> _The task_
Write each line out again exactly as written.

> _Material for this task_
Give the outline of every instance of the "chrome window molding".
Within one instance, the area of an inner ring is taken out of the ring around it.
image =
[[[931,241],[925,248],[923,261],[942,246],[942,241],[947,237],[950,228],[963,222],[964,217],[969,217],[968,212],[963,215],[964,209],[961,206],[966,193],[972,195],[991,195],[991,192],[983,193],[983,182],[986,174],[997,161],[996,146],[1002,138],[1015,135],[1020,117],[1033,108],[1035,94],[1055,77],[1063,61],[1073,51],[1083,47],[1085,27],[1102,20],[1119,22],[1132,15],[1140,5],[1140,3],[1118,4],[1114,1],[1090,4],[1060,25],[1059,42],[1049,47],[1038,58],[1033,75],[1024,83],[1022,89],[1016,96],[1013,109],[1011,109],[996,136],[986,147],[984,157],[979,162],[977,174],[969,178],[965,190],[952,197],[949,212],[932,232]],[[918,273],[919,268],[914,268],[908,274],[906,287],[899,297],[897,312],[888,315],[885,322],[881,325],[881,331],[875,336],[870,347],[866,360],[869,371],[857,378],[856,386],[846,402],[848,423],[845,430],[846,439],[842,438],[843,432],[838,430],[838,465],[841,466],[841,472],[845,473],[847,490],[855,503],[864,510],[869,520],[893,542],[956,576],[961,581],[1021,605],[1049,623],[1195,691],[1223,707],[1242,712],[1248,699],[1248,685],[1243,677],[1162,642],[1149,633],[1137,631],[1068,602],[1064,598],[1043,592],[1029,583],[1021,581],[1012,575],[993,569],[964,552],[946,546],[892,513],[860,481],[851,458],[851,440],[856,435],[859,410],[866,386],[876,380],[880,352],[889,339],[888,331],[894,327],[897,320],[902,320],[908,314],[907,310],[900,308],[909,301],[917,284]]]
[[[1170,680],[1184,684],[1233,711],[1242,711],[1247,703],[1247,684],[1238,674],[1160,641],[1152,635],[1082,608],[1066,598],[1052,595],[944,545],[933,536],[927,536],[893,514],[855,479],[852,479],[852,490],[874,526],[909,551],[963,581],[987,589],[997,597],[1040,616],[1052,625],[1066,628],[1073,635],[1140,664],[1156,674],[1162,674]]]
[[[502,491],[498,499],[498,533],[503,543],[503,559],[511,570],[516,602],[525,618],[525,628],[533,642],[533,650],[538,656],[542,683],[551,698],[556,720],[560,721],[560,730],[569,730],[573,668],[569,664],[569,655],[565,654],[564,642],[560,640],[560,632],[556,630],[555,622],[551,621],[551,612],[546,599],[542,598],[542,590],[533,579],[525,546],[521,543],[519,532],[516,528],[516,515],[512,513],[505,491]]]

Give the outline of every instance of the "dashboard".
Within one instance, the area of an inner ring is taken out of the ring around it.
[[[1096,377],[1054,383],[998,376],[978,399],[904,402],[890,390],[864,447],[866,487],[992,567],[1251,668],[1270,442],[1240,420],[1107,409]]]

> _Written answer_
Give the outline of every instance of the "chrome window molding".
Within one instance, the area of an inner ring is taken out of the ring around it.
image =
[[[931,241],[925,248],[923,261],[942,246],[942,241],[947,237],[950,228],[963,222],[964,217],[969,217],[968,212],[963,215],[964,209],[961,206],[966,193],[972,195],[991,195],[991,192],[983,193],[983,182],[986,174],[997,161],[996,146],[1002,138],[1015,135],[1020,117],[1033,108],[1035,94],[1055,77],[1063,61],[1073,51],[1083,47],[1085,27],[1102,20],[1119,22],[1132,15],[1140,5],[1140,3],[1118,4],[1114,1],[1090,4],[1060,25],[1059,42],[1049,47],[1038,58],[1033,75],[1024,83],[1022,89],[1016,96],[1013,109],[1011,109],[996,136],[986,147],[984,157],[979,162],[977,174],[969,178],[965,190],[952,197],[949,212],[932,232]],[[918,273],[919,268],[914,268],[908,274],[906,287],[899,297],[897,312],[888,315],[885,322],[881,325],[881,331],[875,336],[870,347],[866,360],[869,371],[857,378],[856,386],[846,402],[848,423],[845,430],[846,439],[842,438],[843,432],[838,430],[838,465],[841,466],[841,472],[845,473],[847,490],[855,503],[864,510],[869,520],[893,542],[956,576],[961,581],[1021,605],[1049,623],[1195,691],[1223,707],[1242,712],[1248,699],[1248,685],[1243,677],[1162,642],[1149,633],[1137,631],[1068,602],[1064,598],[1043,592],[1029,583],[1021,581],[1012,575],[993,569],[964,552],[946,546],[892,513],[860,481],[851,458],[851,440],[856,435],[859,410],[866,386],[876,380],[880,352],[889,339],[888,331],[894,327],[897,320],[902,320],[908,314],[907,310],[900,308],[909,301],[917,284]]]
[[[1170,680],[1184,684],[1233,711],[1242,711],[1247,703],[1247,684],[1238,674],[1160,641],[1152,635],[1082,608],[1066,598],[1052,595],[944,545],[933,536],[927,536],[893,514],[855,479],[852,479],[852,490],[874,526],[909,551],[963,581],[987,589],[997,597],[1040,616],[1052,625],[1066,628],[1073,635],[1140,664],[1156,674],[1162,674]]]
[[[502,491],[498,499],[498,533],[503,543],[503,559],[511,570],[516,602],[525,618],[525,628],[533,642],[533,650],[538,656],[542,683],[551,698],[556,720],[560,721],[560,730],[569,730],[573,668],[569,664],[569,655],[565,654],[564,642],[560,640],[560,632],[556,630],[555,622],[551,621],[551,612],[546,599],[542,598],[542,590],[533,579],[525,546],[521,543],[519,532],[516,528],[516,515],[512,513],[505,491]]]

Give the outline of every instance of the "dashboard".
Within one instance, the area of an inner ring is taken out of the ring around it.
[[[1096,377],[1054,383],[998,376],[978,399],[904,402],[890,390],[864,447],[866,487],[992,567],[1251,668],[1270,442],[1240,420],[1107,409]]]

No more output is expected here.